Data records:
----------------------------------------

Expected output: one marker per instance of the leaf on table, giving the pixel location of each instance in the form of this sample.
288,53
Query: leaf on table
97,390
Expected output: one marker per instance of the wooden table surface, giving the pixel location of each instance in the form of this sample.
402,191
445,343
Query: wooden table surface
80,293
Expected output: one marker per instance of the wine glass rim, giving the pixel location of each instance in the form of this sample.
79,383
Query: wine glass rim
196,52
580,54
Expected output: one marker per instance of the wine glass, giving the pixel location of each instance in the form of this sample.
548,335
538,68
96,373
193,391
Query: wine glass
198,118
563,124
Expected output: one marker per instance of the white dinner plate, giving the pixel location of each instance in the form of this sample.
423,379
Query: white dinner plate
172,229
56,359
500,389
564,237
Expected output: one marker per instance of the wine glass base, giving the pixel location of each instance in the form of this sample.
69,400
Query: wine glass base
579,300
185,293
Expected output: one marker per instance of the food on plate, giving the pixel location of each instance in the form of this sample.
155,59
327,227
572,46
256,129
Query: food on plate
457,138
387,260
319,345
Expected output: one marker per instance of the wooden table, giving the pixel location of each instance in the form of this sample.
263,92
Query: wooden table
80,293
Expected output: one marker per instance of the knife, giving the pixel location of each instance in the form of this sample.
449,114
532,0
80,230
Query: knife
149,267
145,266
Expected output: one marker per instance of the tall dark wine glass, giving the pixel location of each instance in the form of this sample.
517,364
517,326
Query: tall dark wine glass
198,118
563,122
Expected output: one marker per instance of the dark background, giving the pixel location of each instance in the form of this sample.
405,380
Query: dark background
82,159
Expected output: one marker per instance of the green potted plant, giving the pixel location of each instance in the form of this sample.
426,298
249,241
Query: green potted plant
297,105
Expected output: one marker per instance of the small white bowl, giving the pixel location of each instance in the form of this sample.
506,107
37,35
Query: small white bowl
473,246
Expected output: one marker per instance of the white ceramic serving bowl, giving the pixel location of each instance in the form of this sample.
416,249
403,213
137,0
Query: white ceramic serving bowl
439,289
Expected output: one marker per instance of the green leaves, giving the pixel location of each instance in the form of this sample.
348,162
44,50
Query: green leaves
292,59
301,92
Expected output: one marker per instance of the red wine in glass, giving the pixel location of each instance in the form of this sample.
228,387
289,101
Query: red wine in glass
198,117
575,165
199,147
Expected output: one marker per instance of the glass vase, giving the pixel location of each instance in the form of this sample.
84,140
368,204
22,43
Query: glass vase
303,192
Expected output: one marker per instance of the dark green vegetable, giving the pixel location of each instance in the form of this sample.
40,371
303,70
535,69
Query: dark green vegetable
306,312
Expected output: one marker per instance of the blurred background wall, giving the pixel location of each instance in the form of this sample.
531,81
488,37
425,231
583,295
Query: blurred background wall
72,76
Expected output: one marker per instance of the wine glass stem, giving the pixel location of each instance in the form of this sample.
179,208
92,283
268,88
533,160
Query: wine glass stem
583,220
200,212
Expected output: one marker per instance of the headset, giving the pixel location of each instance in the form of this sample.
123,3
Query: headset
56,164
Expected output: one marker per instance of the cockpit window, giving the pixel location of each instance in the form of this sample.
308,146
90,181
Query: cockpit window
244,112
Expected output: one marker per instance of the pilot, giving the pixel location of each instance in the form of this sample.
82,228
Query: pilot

----------------------------------------

Work instructions → Copy, without changes, the part of the material that opens with the line containing "Expected output: one marker per instance of the pilot, giving" and closes with the last line of the material.

Written response →
Expected output: one marker per instance of the pilot, giving the pixel location of each instance in the form of this sample.
82,228
Query: pilot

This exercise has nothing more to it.